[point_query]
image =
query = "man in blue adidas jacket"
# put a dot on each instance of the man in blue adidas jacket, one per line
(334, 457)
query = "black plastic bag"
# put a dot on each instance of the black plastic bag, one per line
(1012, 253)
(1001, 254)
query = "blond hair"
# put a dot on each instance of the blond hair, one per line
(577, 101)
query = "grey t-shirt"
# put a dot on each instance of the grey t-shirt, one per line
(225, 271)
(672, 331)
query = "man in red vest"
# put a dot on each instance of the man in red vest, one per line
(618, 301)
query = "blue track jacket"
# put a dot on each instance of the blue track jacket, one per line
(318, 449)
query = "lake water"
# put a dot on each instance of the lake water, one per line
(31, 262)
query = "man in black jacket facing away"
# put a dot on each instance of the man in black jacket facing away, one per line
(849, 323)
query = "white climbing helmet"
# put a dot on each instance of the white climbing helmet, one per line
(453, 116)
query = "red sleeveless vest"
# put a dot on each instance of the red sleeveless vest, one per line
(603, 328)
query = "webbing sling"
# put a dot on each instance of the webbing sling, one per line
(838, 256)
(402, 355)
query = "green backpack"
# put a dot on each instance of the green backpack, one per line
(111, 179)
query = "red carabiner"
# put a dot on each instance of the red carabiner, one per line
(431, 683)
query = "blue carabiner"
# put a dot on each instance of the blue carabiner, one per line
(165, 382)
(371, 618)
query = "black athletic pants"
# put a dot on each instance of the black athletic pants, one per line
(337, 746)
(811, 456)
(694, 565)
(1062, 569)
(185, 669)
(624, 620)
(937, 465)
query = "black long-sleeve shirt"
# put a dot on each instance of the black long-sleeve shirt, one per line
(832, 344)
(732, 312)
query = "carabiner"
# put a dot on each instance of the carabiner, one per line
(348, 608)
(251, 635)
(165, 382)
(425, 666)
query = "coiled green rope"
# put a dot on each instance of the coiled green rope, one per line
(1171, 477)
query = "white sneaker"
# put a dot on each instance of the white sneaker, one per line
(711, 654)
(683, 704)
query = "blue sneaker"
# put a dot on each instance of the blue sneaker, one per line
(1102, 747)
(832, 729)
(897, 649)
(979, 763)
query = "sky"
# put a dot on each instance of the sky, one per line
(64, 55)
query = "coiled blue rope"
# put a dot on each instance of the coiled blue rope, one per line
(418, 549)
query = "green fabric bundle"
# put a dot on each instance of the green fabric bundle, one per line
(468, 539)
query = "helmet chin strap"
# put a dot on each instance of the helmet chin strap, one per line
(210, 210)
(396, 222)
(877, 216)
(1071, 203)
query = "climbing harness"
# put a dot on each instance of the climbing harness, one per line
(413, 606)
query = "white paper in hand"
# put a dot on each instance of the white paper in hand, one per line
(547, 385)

★ ★ ★

→ **Task instructions**: Exactly as written above, copy out all the records.

→ **Answer area**:
[point_query]
image =
query = "man in blue adidas jacket"
# put a dot on each instance of the man in blue adidas jacket, one per line
(334, 457)
query = "black plastic bag"
# put a dot on each instance of the black plastic bag, one per line
(1012, 253)
(1001, 254)
query = "blond hair"
# put a dot on each instance of the blond hair, one per line
(577, 101)
query = "grey t-shirt"
# put a dot on each instance of the grey t-shirt, one per line
(225, 271)
(672, 331)
query = "man in red vest"
# put a dot on each instance of the man in red vest, one per line
(618, 301)
query = "blue track jacket"
# put a dot on each instance of the blue track jacket, one per line
(318, 449)
query = "lake water"
# put a dot on each instance of the lake water, one per line
(31, 262)
query = "man in black jacket facing away"
# put a dot on each instance of the man in black jacket facing away, one per line
(849, 323)
query = "white climbing helmet"
# put a dot on each instance of the white climbing helmet, one per line
(453, 116)
query = "red sleeveless vest"
# put a dot on each instance of the red sleeveless vest, one per line
(603, 328)
query = "webbing sling"
# put a dot on each instance of the webbing sling, one per line
(838, 256)
(402, 355)
query = "green backpack"
# put a dot on each instance of the green backpack, one per line
(111, 179)
query = "red carabiner"
# put a dot on each instance of the red carabiner, one per line
(431, 683)
query = "blue carabiner"
# put a dot on each instance of the blue carabiner, one per line
(165, 382)
(371, 618)
query = "black athletic pants"
# put a dot on each instance of the black athletic pants, one per line
(337, 746)
(811, 456)
(694, 565)
(1062, 569)
(185, 669)
(624, 620)
(937, 465)
query = "black long-sleeve shirt"
# put a dot on each instance of the black long-sleeve shirt, one per line
(832, 344)
(732, 312)
query = "carabiner"
# put a dot on each instance of the carabiner, one per line
(348, 608)
(251, 635)
(165, 382)
(425, 666)
query = "coiled green rope"
# put a dot on each instance of the coiled green rope, one per line
(1171, 477)
query = "white sneaker"
# put a dot on each instance of the white sneaker, one per line
(711, 654)
(683, 704)
query = "blue sneaker"
# put a dot on each instance of the blue sneaker, one per line
(1102, 747)
(832, 729)
(897, 649)
(979, 763)
query = "sky"
# put a dot on each instance of the sky, one per line
(64, 55)
query = "coiled blue rope"
# put a dot on each instance of the coiled blue rope, one per line
(418, 549)
query = "green fabric bundle"
# put a dot on each instance of the green fabric bundle, one per line
(468, 539)
query = "helmet chin strap"
# put a dot on each instance of the helmet chin strap, one per line
(210, 210)
(396, 222)
(877, 216)
(1071, 203)
query = "climbing harness"
# put a dot on each instance of the climbing harness, one per line
(413, 606)
query = "white paper in hand"
# put a dot on each instance of the white paper in hand, one per line
(547, 385)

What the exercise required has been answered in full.